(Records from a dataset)
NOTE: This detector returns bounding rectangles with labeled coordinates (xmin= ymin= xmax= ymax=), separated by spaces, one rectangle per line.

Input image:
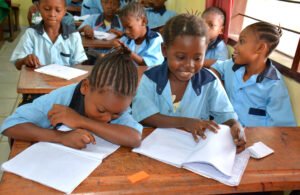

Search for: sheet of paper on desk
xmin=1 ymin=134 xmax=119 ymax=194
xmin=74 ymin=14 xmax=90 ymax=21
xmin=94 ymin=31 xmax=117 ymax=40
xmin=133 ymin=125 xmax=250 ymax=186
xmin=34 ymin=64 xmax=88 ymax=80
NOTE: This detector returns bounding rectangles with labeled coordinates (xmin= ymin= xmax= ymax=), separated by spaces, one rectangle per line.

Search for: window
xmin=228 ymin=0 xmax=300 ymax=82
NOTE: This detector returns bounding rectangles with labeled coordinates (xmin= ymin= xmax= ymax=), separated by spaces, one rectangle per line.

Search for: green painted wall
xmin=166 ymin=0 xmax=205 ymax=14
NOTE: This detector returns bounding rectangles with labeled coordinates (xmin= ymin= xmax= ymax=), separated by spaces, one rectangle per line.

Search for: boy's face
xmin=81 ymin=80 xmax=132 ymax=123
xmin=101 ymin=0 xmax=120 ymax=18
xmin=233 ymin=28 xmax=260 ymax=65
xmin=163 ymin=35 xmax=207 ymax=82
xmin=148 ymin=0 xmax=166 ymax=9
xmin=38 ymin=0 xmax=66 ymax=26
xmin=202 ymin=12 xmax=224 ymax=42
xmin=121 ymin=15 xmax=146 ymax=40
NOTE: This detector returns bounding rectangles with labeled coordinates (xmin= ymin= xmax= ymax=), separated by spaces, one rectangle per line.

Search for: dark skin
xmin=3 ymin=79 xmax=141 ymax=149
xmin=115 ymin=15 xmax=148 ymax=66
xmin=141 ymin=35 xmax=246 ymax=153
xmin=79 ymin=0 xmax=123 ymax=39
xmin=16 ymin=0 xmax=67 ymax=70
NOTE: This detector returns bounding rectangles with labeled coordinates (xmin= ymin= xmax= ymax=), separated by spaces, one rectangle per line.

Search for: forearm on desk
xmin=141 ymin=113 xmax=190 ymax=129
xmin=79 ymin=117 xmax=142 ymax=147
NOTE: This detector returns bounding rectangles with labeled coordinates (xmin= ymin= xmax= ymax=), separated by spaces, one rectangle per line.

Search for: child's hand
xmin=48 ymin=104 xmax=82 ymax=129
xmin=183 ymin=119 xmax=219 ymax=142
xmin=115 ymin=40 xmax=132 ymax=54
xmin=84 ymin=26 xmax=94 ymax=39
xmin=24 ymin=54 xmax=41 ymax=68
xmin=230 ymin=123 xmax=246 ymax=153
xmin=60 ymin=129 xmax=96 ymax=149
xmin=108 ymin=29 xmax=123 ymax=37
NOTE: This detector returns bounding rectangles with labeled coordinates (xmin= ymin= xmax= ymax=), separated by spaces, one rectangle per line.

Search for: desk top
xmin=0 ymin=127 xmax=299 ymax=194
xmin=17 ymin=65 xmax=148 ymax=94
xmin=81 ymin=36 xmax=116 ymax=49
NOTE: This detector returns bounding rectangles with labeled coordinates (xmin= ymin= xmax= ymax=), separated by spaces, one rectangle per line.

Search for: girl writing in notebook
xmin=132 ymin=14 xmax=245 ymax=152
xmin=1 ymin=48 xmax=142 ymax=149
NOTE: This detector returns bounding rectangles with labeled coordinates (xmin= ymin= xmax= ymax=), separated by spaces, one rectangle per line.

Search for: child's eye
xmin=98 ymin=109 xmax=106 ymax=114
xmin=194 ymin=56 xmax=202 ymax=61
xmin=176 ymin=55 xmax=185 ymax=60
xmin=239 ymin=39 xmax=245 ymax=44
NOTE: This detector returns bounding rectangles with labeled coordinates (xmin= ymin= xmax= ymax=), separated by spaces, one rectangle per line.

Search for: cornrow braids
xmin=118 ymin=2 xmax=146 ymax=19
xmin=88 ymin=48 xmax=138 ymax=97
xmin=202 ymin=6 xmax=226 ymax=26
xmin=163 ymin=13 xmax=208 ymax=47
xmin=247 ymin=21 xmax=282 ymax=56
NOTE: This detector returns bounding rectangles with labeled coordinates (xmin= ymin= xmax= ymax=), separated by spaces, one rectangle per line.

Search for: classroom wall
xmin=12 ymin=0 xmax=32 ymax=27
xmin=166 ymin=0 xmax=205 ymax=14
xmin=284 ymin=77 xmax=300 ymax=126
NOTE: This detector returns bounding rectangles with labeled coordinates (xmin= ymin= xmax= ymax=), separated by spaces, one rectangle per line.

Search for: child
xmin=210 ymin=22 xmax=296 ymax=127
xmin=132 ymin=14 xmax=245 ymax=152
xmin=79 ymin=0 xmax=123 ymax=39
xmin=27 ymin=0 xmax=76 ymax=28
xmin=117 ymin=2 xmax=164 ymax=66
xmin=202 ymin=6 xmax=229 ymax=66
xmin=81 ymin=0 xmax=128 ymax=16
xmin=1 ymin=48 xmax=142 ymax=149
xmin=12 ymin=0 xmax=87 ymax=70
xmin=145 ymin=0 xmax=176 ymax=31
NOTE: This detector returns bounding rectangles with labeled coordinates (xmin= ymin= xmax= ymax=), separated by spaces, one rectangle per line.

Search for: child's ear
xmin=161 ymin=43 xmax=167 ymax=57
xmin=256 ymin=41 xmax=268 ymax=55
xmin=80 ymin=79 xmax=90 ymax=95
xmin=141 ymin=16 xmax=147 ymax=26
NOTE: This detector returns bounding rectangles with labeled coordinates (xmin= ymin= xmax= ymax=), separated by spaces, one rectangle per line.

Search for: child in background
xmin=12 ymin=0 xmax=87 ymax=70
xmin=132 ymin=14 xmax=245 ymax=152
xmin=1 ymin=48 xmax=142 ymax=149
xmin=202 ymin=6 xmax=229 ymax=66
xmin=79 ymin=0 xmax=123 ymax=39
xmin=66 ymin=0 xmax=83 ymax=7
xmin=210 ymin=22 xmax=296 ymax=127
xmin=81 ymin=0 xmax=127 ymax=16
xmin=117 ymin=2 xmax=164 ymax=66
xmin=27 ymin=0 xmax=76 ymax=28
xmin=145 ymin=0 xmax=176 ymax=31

**Try it:** Set down the entries above again exactly, minus any image.

**Solved exercise:**
NOTE: This detector returns bounding rectangles with labeled coordinates (xmin= ymin= xmax= ymax=), separated by spaces, one rectangle per line.

Input image:

Search for: sheet of paper on desk
xmin=1 ymin=134 xmax=119 ymax=194
xmin=74 ymin=14 xmax=90 ymax=21
xmin=94 ymin=31 xmax=117 ymax=40
xmin=133 ymin=125 xmax=250 ymax=186
xmin=34 ymin=64 xmax=88 ymax=80
NOTE: This detector returns bounding rectangles with labeled coordinates (xmin= ymin= xmax= ymax=), separated by spaces, one rectangle per line.

Search for: window
xmin=228 ymin=0 xmax=300 ymax=82
NOTE: This detector returns bounding rectangles with labeled coordinates (xmin= ymin= xmax= ymax=), separated by spaces, one rectangle per line.

Search for: green painted wall
xmin=166 ymin=0 xmax=205 ymax=14
NOTE: This detector returns bounding rectangles with labeled coordinates (xmin= ymin= xmax= ymax=), separated by spaces, one rectangle per line.

Search for: boy's face
xmin=81 ymin=80 xmax=132 ymax=123
xmin=101 ymin=0 xmax=120 ymax=18
xmin=233 ymin=28 xmax=260 ymax=65
xmin=163 ymin=35 xmax=207 ymax=82
xmin=148 ymin=0 xmax=166 ymax=9
xmin=38 ymin=0 xmax=66 ymax=26
xmin=202 ymin=12 xmax=224 ymax=42
xmin=121 ymin=15 xmax=146 ymax=40
NOTE: This detector returns bounding rectangles with labeled coordinates (xmin= ymin= xmax= ymax=), separated by spaces, one rectangle per line.

Search for: dark skin
xmin=3 ymin=79 xmax=141 ymax=149
xmin=115 ymin=15 xmax=148 ymax=66
xmin=141 ymin=35 xmax=246 ymax=153
xmin=79 ymin=0 xmax=123 ymax=39
xmin=16 ymin=0 xmax=67 ymax=70
NOTE: This detector returns bounding rectangles with labeled coordinates (xmin= ymin= xmax= ymax=), separated by spaces, one rectangle per line.

Search for: forearm on desk
xmin=141 ymin=113 xmax=190 ymax=129
xmin=79 ymin=117 xmax=142 ymax=147
NOTE: This detector returns bounding rectangles with labeled coordinates (xmin= ymin= xmax= ymax=), separated by spaces, one rectangle per line.

Search for: child's hand
xmin=48 ymin=104 xmax=82 ymax=129
xmin=183 ymin=119 xmax=219 ymax=142
xmin=115 ymin=40 xmax=132 ymax=54
xmin=84 ymin=26 xmax=94 ymax=39
xmin=24 ymin=54 xmax=41 ymax=68
xmin=230 ymin=123 xmax=246 ymax=153
xmin=60 ymin=129 xmax=96 ymax=149
xmin=108 ymin=29 xmax=123 ymax=37
NOTE: This detector returns bounding rectangles with labeled coordinates (xmin= ymin= xmax= ymax=), separated by spaces, one rectangle per line.

Search for: desk top
xmin=0 ymin=127 xmax=299 ymax=194
xmin=17 ymin=65 xmax=148 ymax=94
xmin=81 ymin=36 xmax=116 ymax=49
NOTE: This detector returns bounding rectangles with labeled coordinates (xmin= ymin= xmax= ymax=), separated by spaces, one rectangle per line.

Search for: girl writing in notebook
xmin=132 ymin=14 xmax=245 ymax=152
xmin=1 ymin=48 xmax=142 ymax=149
NOTE: This detector returns bounding rectangles with labeled coordinates (xmin= ymin= xmax= ymax=), separated by spaces, one rectangle per line.

Search for: child's eye
xmin=98 ymin=109 xmax=106 ymax=114
xmin=194 ymin=56 xmax=202 ymax=61
xmin=176 ymin=55 xmax=185 ymax=60
xmin=239 ymin=39 xmax=245 ymax=44
NOTE: This detector returns bounding rectangles with labeled coordinates (xmin= ymin= xmax= ymax=), separated by spaces, one rectangle per line.

Search for: cornrow braids
xmin=118 ymin=2 xmax=146 ymax=19
xmin=88 ymin=48 xmax=138 ymax=97
xmin=202 ymin=6 xmax=226 ymax=26
xmin=163 ymin=13 xmax=208 ymax=47
xmin=247 ymin=21 xmax=282 ymax=56
NOTE: This detector returns bounding rectangles with labeled coordinates (xmin= ymin= xmax= ymax=), separated by spaces, one rectangle per line.

Search for: classroom wall
xmin=12 ymin=0 xmax=32 ymax=27
xmin=166 ymin=0 xmax=205 ymax=14
xmin=284 ymin=77 xmax=300 ymax=126
NOTE: This detector returns bounding rectangles with labeled coordinates (xmin= ymin= xmax= ymax=), separated by spaces, one rectangle per line.

Search for: child
xmin=210 ymin=22 xmax=296 ymax=127
xmin=132 ymin=14 xmax=245 ymax=152
xmin=79 ymin=0 xmax=123 ymax=39
xmin=27 ymin=0 xmax=76 ymax=28
xmin=117 ymin=2 xmax=164 ymax=66
xmin=202 ymin=6 xmax=229 ymax=66
xmin=81 ymin=0 xmax=128 ymax=16
xmin=1 ymin=48 xmax=142 ymax=149
xmin=12 ymin=0 xmax=87 ymax=70
xmin=145 ymin=0 xmax=176 ymax=31
NOTE: This detector returns bounding rectangles with labeled coordinates (xmin= ymin= xmax= ymax=), separated by spaces, one rectangle per line.

Search for: child's ear
xmin=161 ymin=43 xmax=167 ymax=57
xmin=256 ymin=41 xmax=268 ymax=55
xmin=80 ymin=79 xmax=90 ymax=95
xmin=141 ymin=16 xmax=147 ymax=26
NOTE: This detector returns bounding rectangles with labeled coordinates (xmin= ymin= xmax= ymax=), separated by spaces, one rectangle per line.

Search for: child in background
xmin=12 ymin=0 xmax=87 ymax=70
xmin=132 ymin=14 xmax=245 ymax=152
xmin=1 ymin=48 xmax=142 ymax=149
xmin=202 ymin=6 xmax=229 ymax=66
xmin=79 ymin=0 xmax=123 ymax=39
xmin=66 ymin=0 xmax=83 ymax=7
xmin=210 ymin=22 xmax=296 ymax=127
xmin=81 ymin=0 xmax=127 ymax=16
xmin=117 ymin=2 xmax=164 ymax=66
xmin=27 ymin=0 xmax=76 ymax=28
xmin=145 ymin=0 xmax=176 ymax=31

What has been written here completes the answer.